Exercise requirements:
Please go line by line and repeat the data below exactly, with no images.

○ ○ ○ ○ ○ ○ ○

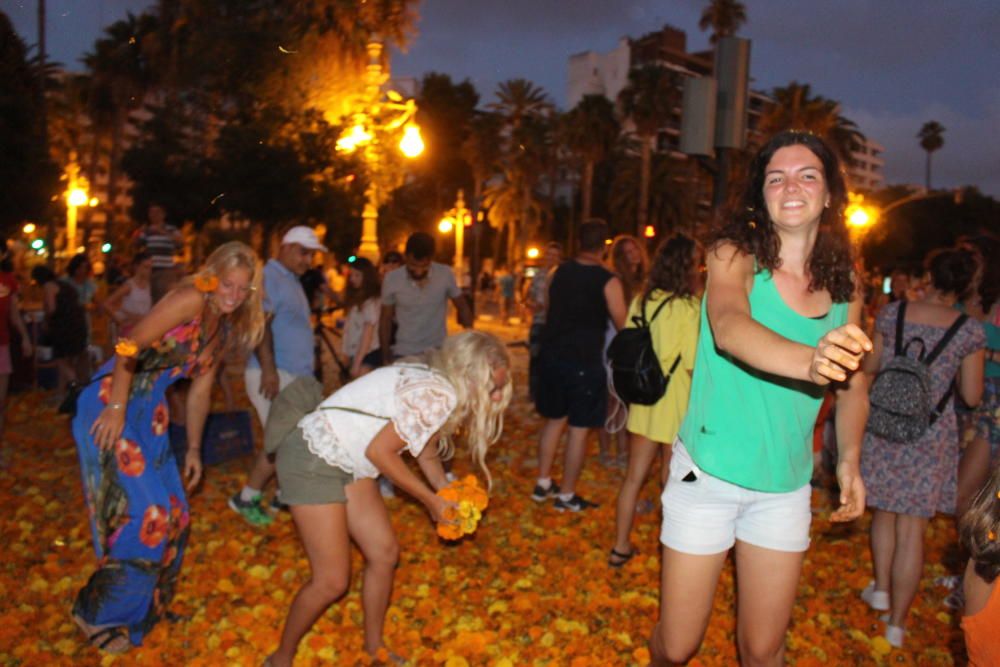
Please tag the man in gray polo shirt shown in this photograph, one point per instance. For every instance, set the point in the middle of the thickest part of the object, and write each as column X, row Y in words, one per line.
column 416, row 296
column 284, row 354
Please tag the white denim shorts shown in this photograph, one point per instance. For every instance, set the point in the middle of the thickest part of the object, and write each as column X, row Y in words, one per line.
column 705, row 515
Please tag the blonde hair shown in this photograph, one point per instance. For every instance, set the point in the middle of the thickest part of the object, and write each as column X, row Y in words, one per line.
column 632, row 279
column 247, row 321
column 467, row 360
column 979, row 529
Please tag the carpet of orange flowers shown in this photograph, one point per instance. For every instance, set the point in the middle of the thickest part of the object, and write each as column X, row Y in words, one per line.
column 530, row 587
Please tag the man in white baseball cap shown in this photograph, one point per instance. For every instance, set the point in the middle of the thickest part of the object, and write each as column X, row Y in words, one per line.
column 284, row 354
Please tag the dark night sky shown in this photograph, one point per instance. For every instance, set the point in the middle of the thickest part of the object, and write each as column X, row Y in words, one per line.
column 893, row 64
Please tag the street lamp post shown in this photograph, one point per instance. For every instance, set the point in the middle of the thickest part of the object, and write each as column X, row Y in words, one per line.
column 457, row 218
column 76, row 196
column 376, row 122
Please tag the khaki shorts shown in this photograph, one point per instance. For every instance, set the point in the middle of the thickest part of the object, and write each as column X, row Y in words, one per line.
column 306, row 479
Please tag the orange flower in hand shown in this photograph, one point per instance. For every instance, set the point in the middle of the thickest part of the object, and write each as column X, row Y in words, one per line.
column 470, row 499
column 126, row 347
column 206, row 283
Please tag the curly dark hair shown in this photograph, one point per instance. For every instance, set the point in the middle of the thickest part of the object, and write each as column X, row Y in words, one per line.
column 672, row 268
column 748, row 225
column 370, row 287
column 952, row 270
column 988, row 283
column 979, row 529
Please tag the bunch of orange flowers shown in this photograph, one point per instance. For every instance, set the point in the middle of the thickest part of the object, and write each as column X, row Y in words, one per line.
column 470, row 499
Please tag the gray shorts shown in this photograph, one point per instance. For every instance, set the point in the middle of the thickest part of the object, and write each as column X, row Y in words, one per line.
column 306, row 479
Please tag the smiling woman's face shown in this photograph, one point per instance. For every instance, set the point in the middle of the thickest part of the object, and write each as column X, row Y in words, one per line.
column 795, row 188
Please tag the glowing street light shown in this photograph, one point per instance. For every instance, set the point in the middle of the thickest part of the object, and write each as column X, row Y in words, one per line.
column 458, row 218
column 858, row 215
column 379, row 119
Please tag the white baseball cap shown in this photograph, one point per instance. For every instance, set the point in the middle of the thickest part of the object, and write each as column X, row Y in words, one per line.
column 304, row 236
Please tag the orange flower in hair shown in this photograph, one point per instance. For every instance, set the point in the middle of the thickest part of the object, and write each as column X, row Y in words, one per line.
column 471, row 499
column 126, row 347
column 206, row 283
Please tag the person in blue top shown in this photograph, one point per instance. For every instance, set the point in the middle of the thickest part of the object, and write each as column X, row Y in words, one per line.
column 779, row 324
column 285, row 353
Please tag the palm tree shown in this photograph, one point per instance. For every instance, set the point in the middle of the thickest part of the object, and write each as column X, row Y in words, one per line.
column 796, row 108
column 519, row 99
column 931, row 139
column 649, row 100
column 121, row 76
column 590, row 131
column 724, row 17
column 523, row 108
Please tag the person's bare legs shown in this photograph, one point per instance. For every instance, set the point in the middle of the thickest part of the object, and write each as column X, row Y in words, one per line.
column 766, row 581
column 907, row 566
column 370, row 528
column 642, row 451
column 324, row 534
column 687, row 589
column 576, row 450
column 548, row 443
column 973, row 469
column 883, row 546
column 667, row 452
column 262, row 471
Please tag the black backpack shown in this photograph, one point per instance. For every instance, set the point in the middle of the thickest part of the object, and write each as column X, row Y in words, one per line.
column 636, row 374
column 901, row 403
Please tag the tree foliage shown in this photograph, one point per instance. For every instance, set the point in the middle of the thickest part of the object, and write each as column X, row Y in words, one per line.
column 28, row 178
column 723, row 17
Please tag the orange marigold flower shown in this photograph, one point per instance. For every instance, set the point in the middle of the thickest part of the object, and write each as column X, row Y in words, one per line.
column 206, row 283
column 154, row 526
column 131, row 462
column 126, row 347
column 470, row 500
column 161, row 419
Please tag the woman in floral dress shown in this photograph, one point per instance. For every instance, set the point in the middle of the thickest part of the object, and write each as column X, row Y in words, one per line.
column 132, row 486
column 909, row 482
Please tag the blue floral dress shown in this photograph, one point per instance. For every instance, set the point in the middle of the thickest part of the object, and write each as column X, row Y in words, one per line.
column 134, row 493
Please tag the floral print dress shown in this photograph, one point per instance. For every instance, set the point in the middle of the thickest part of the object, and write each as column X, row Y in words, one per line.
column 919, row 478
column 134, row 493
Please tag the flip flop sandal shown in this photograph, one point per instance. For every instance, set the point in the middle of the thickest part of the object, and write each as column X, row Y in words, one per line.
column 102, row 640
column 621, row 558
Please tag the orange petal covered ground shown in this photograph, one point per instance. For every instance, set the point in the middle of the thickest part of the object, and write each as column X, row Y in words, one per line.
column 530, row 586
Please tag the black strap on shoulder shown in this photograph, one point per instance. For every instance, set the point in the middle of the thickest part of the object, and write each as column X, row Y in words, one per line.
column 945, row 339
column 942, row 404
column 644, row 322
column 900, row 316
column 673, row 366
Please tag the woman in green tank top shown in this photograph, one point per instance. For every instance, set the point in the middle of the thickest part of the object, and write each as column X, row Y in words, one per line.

○ ○ ○ ○ ○ ○ ○

Solved exercise:
Please tag the man in gray polo shirt shown in this photograph, one point per instance. For every instance, set the point in the middle of the thickest part of the object, and write each as column X, row Y in words, one per line.
column 416, row 296
column 284, row 354
Please tag the white denim shorts shown in this photograph, one point per instance. For every instance, set the point in the middle of the thickest part of the object, and write each as column X, row Y in words, one per line.
column 705, row 515
Please tag the blonde hair shown in this photograph, one point per instance. For every instance, set the point in the middle of the thickest part of the object, and write each as column X, row Y in words, one per line.
column 632, row 279
column 247, row 321
column 467, row 360
column 979, row 529
Please tag the carpet of orange flowers shown in this photograph, one point per instance. For every instance, set the point in the middle of the thickest part of the object, and write each as column X, row Y in words, one per line.
column 530, row 587
Please tag the man in white baseball cap shown in this photograph, one point per instance. For every instance, set the point in the middle of the thickest part of the object, and write each as column X, row Y in words, one per line.
column 284, row 354
Please tag the dark night sky shown in this photograph, one point per instance. For every instance, set the point in the middle of the thickest part of the object, and write each as column X, row Y in words, one per line.
column 893, row 64
Please tag the street lamp post shown in this photograph, one point per instance. For every instance, set the point in the middle of the thickest part of the object, and write each as column X, row Y in words, one per line.
column 457, row 218
column 76, row 196
column 376, row 122
Please tag the khaki shorts shown in this photograph, one point per instance. For every instance, set the point in the middle of the thickest part of the object, and write each as column X, row Y in words, one per line.
column 306, row 479
Please tag the orange flower in hand shown in this photograph, one point per instance. For every instance, set the point in the middle of the thickest part of the object, and write each as column X, row Y in words, one per line.
column 470, row 499
column 126, row 347
column 206, row 283
Please tag the curly dark hair shown in this photograph, one point per instance. For every instance, set the point in the middle of the thickest part of the object, and write each as column X, row Y in words, one per line.
column 672, row 268
column 748, row 225
column 370, row 287
column 952, row 270
column 988, row 283
column 979, row 529
Please tag the bunch of orange flowers shown in this photograph, one point per instance. For every instance, set the point in the middle of the thickest part of the object, and write each as column X, row Y in words, one per line.
column 470, row 499
Please tag the gray shorts shown in this photograph, one point per instance. For every instance, set the point in the middle of the thickest part of the object, and write each as column X, row Y in words, one per line.
column 306, row 479
Please tag the smiling woman's face shown in this photograph, one point per instance. For every instance, set the point in the middle of the thickest part of the object, and write each as column X, row Y in words, one per line.
column 795, row 188
Please tag the glowing street light shown in this photograph, one point per instance. For every instance, set the point in the middle of the thickest part of the object, and write each as column X, row Y in words, one per line.
column 458, row 218
column 858, row 215
column 379, row 119
Please tag the white baseball cap shown in this photograph, one point per instance. For every instance, set the point in the middle of the thickest part of the object, and write each as column X, row Y in words, one per line.
column 304, row 236
Please tag the orange flower in hair shown in this photograph, one point per instance. For every instance, set the point in the middle of the thickest part of the object, and write each as column X, row Y in words, one per line.
column 471, row 499
column 126, row 347
column 206, row 283
Please tag the person in blue top shown in this photograph, one point per instance. For every instance, set the point in the middle of the thickest part of the object, and write each as column X, row Y in words, one per line.
column 779, row 324
column 285, row 353
Please tag the palm tree shown in this photograph, one point per instance. For every instance, set the point in the middle of the thickest part of the object, and write each as column X, row Y in words, one per line.
column 796, row 108
column 519, row 99
column 931, row 139
column 649, row 100
column 121, row 76
column 590, row 131
column 724, row 17
column 523, row 108
Please tag the person's bare legs shown in this photograph, one point per instance. For every instance, set the point in the middle of the thickest part of the object, and write each as column X, row Y in words, one per line.
column 766, row 581
column 907, row 566
column 370, row 528
column 642, row 451
column 324, row 534
column 687, row 589
column 576, row 450
column 548, row 443
column 973, row 469
column 883, row 546
column 667, row 452
column 262, row 471
Please tag the black backpack shown in this photograph, one point per instance. For every instance, set the point in the middle of the thickest part of the object, and write each as column X, row Y in words, one per line.
column 636, row 374
column 901, row 403
Please tag the tree foliage shown in this photograph, one point per instance. For every instance, set the point in the middle of the thickest part of the object, and write each as column X, row Y in words, one per line.
column 28, row 178
column 723, row 17
Please tag the orange marigold flower shown in this photograph, one point per instance. For every instance, set the point in the middle of the thickest part of the object, and write each as column X, row Y in words, one per line.
column 206, row 283
column 154, row 526
column 131, row 462
column 126, row 347
column 470, row 500
column 161, row 419
Please tag the woman in floral dress shown in this photograph, one point per instance. For every instance, set the point in the middle of the thickest part of the object, and write each as column X, row Y in words, one per line.
column 132, row 486
column 909, row 482
Please tag the blue floral dress shown in this photograph, one point per instance. For every instance, set the point in the middle of the thickest part of the object, and write each as column X, row Y in words, one per line.
column 134, row 493
Please tag the floral print dress shown in this photograph, one point per instance. For every instance, set the point in the middle of the thickest part of the object, and write each as column X, row Y in words, one per line.
column 919, row 478
column 134, row 493
Please tag the flip flop sandal shown in this photograph, one point per instance. For every instance, set the point in the middle of the thickest part of the object, and write each as column X, row Y in words, one per line.
column 102, row 640
column 621, row 558
Please tag the orange petal covered ground shown in this photograph, one point per instance. For every instance, set the point in the middle of the thickest part of the object, and write each as column X, row Y in words, one per line.
column 530, row 586
Please tag the black strap on shoulder shown in this photograph, one point per instance. For every instance, set the point in the middle of the thickest part of the object, and write each as column X, row Y in words, one per line.
column 945, row 339
column 942, row 404
column 644, row 322
column 900, row 316
column 673, row 366
Please tag the woman in green tank top shown in this photograph, one point per instance. For every instance, set the point in the middle of the thickest part of the object, and write each as column X, row Y in words, one per line.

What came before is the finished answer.